++++ EXTRAIT DU TEXTE

En ira-t-il de même aux Pays-Bas ? Certes, les enjeux concernant la vie des habitants sont moins directs, moins brutaux. Et sans doute les questions géopolitiques et économiques ayant trait aux rapports entre Bruxelles et Kiev sont elles passées au second plan pour tous les électeurs – et ils sont de plus en plus nombreux, aux Pays-Bas et ailleurs – qui entendent exprimer leur ras-le-bol de l’intégration européenne, cette « union toujours plus étroite ».
La conclusion logique est que le traité d’association est mort-né
Reste que les principes juridiques sont pourtant simples : un traité international doit être ratifié pour entrer pleinement en vigueur ; dans le cas de l’UE, l’unanimité des vingt-huit pays membres est requise, faute de quoi il n’y a pas ratification. Certes, le référendum néerlandais n’est pas juridiquement contraignant au regard du droit de ce pays, mais le Premier ministre avait assuré qu’on ne pourrait, politiquement, ignorer le verdict populaire.
Bref, la conclusion logique est que le traité d’association est mort-né, comme le fut en 2005 le projet de traité constitutionnel – lui aussi rejeté massivement par les Hollandais, quelques jours après les Français. On sait ce qu’il advint.
Pour le traité UE-Ukraine, les dirigeants ont donc commencé à évoquer de nombreuses subtilités juridiques. Ils font ainsi valoir que la partie politique, puis la partie économique (libre échange) sont déjà entrées «provisoirement» en vigueur – il fallait faire plaisir à Kiev, adversaire de Moscou ; dès lors, il faudrait l’unanimité pour inverser cette situation «provisoire» arguent certains eurojuristes ; en outre, les dispositions relevant des compétences exclusives de Bruxelles pourraient être «sauvées» ; et les dispositions impliquant les Pays-Bas, «renégociées».

++++++++

**TÂCHES À RÉALISER**
A – Indiquez si chacune des affirmations suivantes concorde avec l'extrait sur le traité UE-Ukraine, en répondant par oui ou par non et en citant à l'identique les mots qui tranchent : (i) le référendum néerlandais est juridiquement contraignant au regard du droit des Pays-Bas ; (ii) dans le cas de l'UE, la ratification d'un traité exige l'unanimité des vingt-huit pays membres ; (iii) la partie économique du traité UE-Ukraine est déjà entrée provisoirement en vigueur.
B – Poursuivez l'extrait sur le traité UE-Ukraine à partir de sa dernière phrase.

++++ DONNÉES BRUTES

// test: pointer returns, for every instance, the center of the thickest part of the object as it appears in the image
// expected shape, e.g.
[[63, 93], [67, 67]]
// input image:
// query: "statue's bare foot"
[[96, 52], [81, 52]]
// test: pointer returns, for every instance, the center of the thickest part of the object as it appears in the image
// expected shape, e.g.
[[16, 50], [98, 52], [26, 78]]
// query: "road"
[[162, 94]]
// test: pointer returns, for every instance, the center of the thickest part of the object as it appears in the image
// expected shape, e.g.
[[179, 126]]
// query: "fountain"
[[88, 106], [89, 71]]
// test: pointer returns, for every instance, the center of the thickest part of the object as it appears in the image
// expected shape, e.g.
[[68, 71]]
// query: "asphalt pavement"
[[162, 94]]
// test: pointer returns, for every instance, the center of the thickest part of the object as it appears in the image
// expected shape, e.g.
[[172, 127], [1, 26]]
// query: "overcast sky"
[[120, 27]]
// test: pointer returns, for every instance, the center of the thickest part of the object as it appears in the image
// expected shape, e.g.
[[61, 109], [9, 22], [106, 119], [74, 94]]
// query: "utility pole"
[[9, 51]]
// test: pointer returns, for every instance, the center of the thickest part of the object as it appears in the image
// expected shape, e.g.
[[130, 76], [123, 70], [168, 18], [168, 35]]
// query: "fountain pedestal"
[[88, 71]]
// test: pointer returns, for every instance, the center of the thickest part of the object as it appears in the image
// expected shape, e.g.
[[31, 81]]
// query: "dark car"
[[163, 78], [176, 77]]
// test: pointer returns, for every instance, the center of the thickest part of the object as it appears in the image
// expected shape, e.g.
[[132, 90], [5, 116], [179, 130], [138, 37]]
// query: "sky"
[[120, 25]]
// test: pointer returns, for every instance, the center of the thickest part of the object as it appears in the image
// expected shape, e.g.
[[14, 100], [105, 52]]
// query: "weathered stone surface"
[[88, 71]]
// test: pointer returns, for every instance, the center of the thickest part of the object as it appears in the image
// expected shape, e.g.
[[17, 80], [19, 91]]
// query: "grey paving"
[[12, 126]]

++++++++

**RÉPONSES FOURNIES**
A –
(i) Non : « le référendum néerlandais n’est pas juridiquement contraignant au regard du droit de ce pays »
(ii) Oui : « dans le cas de l’UE, l’unanimité des vingt-huit pays membres est requise »
(iii) Oui : « la partie politique, puis la partie économique (libre échange) sont déjà entrées «provisoirement» en vigueur »

B –
Si les dirigeants européens tentent effectivement de piétiner une nouvelle fois la volonté populaire, ils pourront sans doute à très court terme imposer leurs vues
Il y a peu de chances que les électeurs néerlandais comprennent et apprécient ces chicanes. Si les dirigeants européens tentent effectivement de piétiner une nouvelle fois la volonté populaire, ils pourront sans doute à très court terme imposer leurs vues. En France notamment, ils sont aidés en cela par le silence radio et TV : que ce soit sur le service public ou sur les antennes privées, circulez, il n’y a rien à voir. Silence radio, écran noir. La «crise continentale» redoutée par Jean-Claude Juncker ? Censurée. Pardi : il y a fort à parier que le peuple français, comme la plupart de ses voisins eût voté de la même manière si la question lui avait été posée (au lieu de cela, celle-ci a fait l’objet d’un très discret débat parlementaire, et a été approuvée par les représentants du peuple – vous le saviez ?).
Mais ces bras d’honneur à répétition contre la démocratie ont un prix, en termes de colères croissantes contre l’Europe. La facture s’alourdit – et les premières échéances pourraient bien être proches.
Avec, qui sait, une première échéance le 23 juin, au Royaume-Uni.